Quoted passage >>
········

The resulting summary was quite good, providing a clear and easy-to-grasp overview, which looked like this:

Dig-A-Hole's Terms of Service basically say:

* Digging Holes: You can dig holes at their facility for fun and stress relief. They offer a free trial dig, then you need a monthly subscription. You can also rent shovels.
* The Agreement: By using their services, you agree to these rules.
* Subscriptions: Subscriptions are monthly and you have to pay for the whole month even if you cancel early. The price is on their website or at the facility.
* Shovel Rental: You can rent shovels for an extra fee and you're responsible for any damage beyond normal wear and tear.
...

While this was clear, it felt a little… formal. I wanted to inject some personality and make it more approachable.

Make it Friendlier. Enter Few-Shot Prompt!

One of the cool techniques I picked up during the Gen AI Intensive Course was “Few-Shot Prompting.” It’s like giving Gemini a few examples to learn from, showing it the style and tone you’re aiming for. I wanted the translations to be more casual and friendly, sprinkled with some relevant emoji. So, I provided Gemini with a few examples like this:

few_shot_prompt = """

········

Recorded data >>
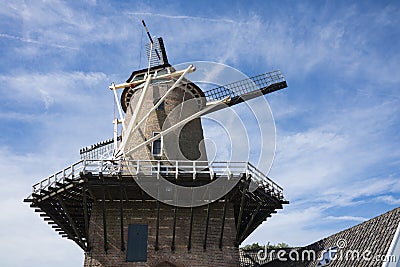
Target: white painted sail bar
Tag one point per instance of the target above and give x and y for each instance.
(164, 76)
(179, 124)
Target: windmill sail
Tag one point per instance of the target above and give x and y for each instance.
(247, 89)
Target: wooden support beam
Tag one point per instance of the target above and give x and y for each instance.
(174, 230)
(239, 221)
(104, 221)
(223, 223)
(121, 214)
(206, 230)
(157, 224)
(86, 216)
(190, 229)
(70, 219)
(68, 233)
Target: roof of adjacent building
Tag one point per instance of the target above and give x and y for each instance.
(373, 238)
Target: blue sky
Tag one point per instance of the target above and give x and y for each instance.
(337, 123)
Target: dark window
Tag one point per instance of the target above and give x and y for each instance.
(137, 243)
(156, 146)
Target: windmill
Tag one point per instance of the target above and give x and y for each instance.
(150, 194)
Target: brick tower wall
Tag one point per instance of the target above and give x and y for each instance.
(140, 212)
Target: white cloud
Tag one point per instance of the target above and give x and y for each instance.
(389, 199)
(346, 218)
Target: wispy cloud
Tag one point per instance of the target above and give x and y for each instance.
(346, 218)
(180, 17)
(389, 199)
(27, 40)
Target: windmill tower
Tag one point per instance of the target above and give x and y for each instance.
(150, 196)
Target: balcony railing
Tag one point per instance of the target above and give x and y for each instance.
(163, 167)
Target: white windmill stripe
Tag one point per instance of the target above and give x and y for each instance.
(138, 108)
(179, 124)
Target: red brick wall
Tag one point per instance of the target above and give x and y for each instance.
(139, 212)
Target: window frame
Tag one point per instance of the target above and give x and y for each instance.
(161, 145)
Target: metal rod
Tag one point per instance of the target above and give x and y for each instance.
(151, 39)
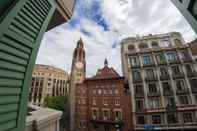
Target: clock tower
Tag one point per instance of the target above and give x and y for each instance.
(78, 72)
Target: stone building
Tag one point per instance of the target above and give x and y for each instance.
(162, 78)
(78, 71)
(103, 103)
(47, 81)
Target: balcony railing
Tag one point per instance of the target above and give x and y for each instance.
(192, 74)
(187, 59)
(167, 92)
(139, 80)
(139, 94)
(174, 61)
(194, 89)
(152, 64)
(178, 75)
(183, 91)
(149, 79)
(165, 77)
(154, 94)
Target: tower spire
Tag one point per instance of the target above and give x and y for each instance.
(105, 62)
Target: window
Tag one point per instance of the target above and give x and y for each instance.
(146, 59)
(165, 43)
(185, 55)
(143, 45)
(183, 100)
(134, 61)
(172, 57)
(160, 58)
(140, 120)
(117, 102)
(177, 42)
(152, 88)
(155, 44)
(116, 91)
(193, 83)
(163, 71)
(180, 85)
(136, 75)
(172, 118)
(105, 102)
(166, 86)
(187, 117)
(138, 89)
(188, 68)
(95, 114)
(139, 105)
(94, 102)
(154, 103)
(118, 115)
(175, 70)
(170, 101)
(156, 119)
(131, 47)
(105, 115)
(150, 73)
(99, 91)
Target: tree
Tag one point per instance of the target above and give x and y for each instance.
(57, 102)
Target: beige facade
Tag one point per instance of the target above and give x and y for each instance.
(162, 78)
(47, 81)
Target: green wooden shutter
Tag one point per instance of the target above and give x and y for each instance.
(21, 31)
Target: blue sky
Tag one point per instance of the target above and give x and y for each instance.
(102, 24)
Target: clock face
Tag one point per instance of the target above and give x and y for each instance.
(79, 65)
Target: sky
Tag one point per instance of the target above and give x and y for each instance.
(102, 24)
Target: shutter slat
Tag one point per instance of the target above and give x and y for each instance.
(8, 117)
(11, 66)
(13, 51)
(8, 57)
(8, 99)
(11, 74)
(10, 90)
(8, 108)
(10, 82)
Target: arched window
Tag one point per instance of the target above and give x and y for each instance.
(177, 42)
(143, 45)
(131, 47)
(154, 44)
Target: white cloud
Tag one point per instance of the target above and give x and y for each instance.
(125, 18)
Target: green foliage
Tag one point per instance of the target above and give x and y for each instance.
(57, 102)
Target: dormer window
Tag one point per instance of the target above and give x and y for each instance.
(131, 47)
(143, 45)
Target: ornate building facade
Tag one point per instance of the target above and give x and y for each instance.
(47, 81)
(103, 103)
(162, 78)
(78, 72)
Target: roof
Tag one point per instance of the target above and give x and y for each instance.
(106, 72)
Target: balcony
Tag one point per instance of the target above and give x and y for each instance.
(192, 74)
(139, 94)
(151, 94)
(167, 92)
(150, 79)
(152, 64)
(175, 62)
(178, 75)
(165, 77)
(108, 121)
(182, 91)
(194, 89)
(187, 59)
(139, 80)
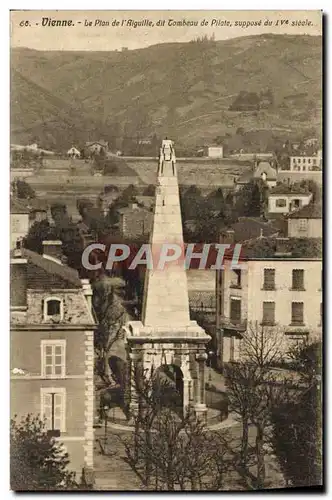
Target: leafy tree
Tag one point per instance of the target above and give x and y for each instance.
(22, 189)
(252, 198)
(111, 318)
(128, 195)
(170, 452)
(297, 424)
(37, 462)
(38, 232)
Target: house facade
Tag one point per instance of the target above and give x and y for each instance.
(51, 344)
(284, 199)
(306, 222)
(282, 291)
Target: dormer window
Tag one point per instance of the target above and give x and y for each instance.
(53, 309)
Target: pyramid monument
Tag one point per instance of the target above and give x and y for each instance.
(166, 336)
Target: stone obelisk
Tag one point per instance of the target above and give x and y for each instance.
(165, 334)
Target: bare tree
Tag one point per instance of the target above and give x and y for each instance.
(111, 317)
(169, 451)
(253, 389)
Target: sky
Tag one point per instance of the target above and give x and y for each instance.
(100, 36)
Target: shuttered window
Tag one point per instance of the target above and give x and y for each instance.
(235, 312)
(297, 313)
(269, 279)
(53, 408)
(268, 313)
(53, 362)
(298, 279)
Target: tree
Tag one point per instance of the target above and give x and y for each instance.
(252, 199)
(254, 390)
(111, 318)
(22, 190)
(297, 425)
(38, 462)
(171, 452)
(38, 232)
(149, 190)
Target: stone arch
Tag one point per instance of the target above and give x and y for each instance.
(168, 385)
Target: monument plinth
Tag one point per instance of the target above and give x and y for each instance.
(166, 335)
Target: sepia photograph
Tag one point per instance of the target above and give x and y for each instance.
(166, 245)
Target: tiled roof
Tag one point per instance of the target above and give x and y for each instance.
(289, 189)
(45, 273)
(18, 206)
(311, 211)
(266, 248)
(245, 178)
(249, 227)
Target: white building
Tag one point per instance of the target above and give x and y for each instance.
(306, 222)
(305, 163)
(73, 152)
(284, 199)
(279, 286)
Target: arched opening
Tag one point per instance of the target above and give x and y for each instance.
(168, 386)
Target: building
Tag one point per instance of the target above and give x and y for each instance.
(284, 198)
(134, 221)
(211, 151)
(23, 213)
(278, 286)
(96, 147)
(73, 152)
(267, 173)
(306, 163)
(306, 222)
(166, 337)
(19, 220)
(51, 347)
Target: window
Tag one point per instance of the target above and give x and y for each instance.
(53, 358)
(53, 408)
(268, 313)
(281, 202)
(303, 224)
(235, 312)
(269, 279)
(53, 309)
(297, 313)
(298, 279)
(236, 278)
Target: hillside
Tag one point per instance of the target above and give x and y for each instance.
(182, 89)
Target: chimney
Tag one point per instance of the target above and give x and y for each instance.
(228, 236)
(18, 281)
(282, 248)
(53, 249)
(87, 290)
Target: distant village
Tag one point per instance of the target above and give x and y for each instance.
(272, 206)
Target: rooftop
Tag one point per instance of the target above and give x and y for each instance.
(250, 227)
(288, 189)
(18, 206)
(297, 248)
(46, 273)
(311, 211)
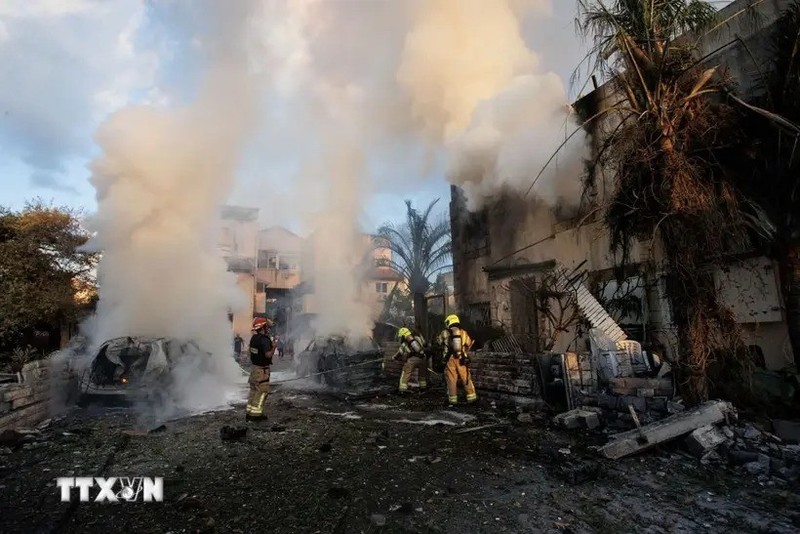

········

Problem statement >> From the post on summarizing the Dig-A-Hole terms with Gemini, reproduce the stretch from "Dig-A-Hole's Terms of" through "it more approachable." word for word.

Answer to this problem >>
Dig-A-Hole's Terms of Service basically say:

* Digging Holes: You can dig holes at their facility for fun and stress relief. They offer a free trial dig, then you need a monthly subscription. You can also rent shovels.
* The Agreement: By using their services, you agree to these rules.
* Subscriptions: Subscriptions are monthly and you have to pay for the whole month even if you cancel early. The price is on their website or at the facility.
* Shovel Rental: You can rent shovels for an extra fee and you're responsible for any damage beyond normal wear and tear.
...

While this was clear, it felt a little… formal. I wanted to inject some personality and make it more approachable.